> REQUIRED ACTION 1:
Render this sentence from the profile of Kayla Mary Jane in Spanish: "Still, it is her shift behind the camera that marks a more decisive turn."
> REQUIRED ACTION 2:
Carry the profile of Kayla Mary Jane forward from its last sentence.

> SELECTED TEXT:
--- START ---

Kayla Mary Jane: Image, Faith, and Authorship
Jan Chrisann Edward
Kayla Mary Jane is interested in controlling her narratives rather than participating in those already established. Moving between film, painting, and performance, the New York–based artist approaches each medium as a site of authorship, where image, intention, and identity are negotiated on her own terms.
Trained as an actor with a BFA in Drama from New York University, Kayla’s early career was rooted in performance. But in 2020, during the isolation of the pandemic, her practice expanded. What began as exploration has since developed into a growing body of work, including commissions from institutions such as Florida State University and the Naptown African American Theatre Collective, as well as private collectors.
Still, it is her shift behind the camera that marks a more decisive turn. As co-creator of the series Bopsy, Kayla temporarily stepped away from acting auditions to focus on building narratives from the inside out. For her, the move is less about medium and more about control.

--- END ---

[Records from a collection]
--- START ---

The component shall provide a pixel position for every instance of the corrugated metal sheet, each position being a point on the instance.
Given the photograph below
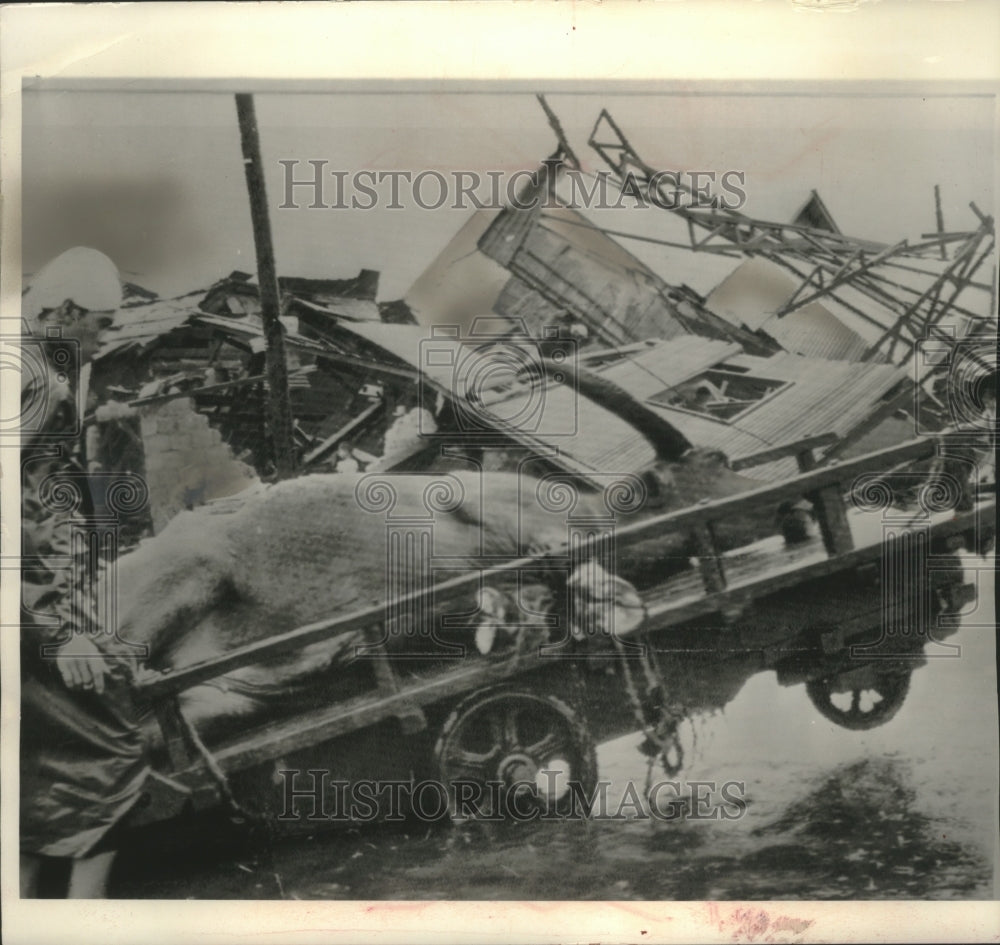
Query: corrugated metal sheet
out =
(821, 397)
(752, 294)
(666, 365)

--- END ---

> ANSWER SECTION 1:
Aun así, es su paso detrás de la cámara lo que marca un giro más decisivo.

> ANSWER SECTION 2:
Defining Success Through Story
“I think success is having autonomy over the story,” she says. “Being able to navigate where it’s going and what I want the intention of it to be.”
That insistence on authorship extends into her painting practice, where her work has become increasingly shaped by faith. Spirituality is not treated as aesthetic, but as alignment. Something that actively reshapes what she chooses to depict and how.
“I do want to do more Christian pieces,” she explains. “For it to reflect my walk.”
As her beliefs have evolved, so has her visual language. Certain imagery that once appeared in her work now feels incompatible with her present self.
“This painting with smoking doesn’t reflect me anymore,” she says. “I can’t paint something like that again.”
Rather than static style, Kayla’s work operates as a record of personal transformation, each piece marking a shift in values, focus, or intention.
Her Process
This is particularly visible in The Dreamer Sequence, an ongoing series of portraits depicting friends immersed in their own worlds. The works center intimacy and everyday ritual, positioning aspiration not as spectacle, but as something lived and practiced. Her process is slow, often unfolding over months, allowing each painting to develop with the same patience it depicts.
Photography: Jan Chrisann Edward
“The one with all the women in it took me a year,” she recalls. “I was doing it in pieces.”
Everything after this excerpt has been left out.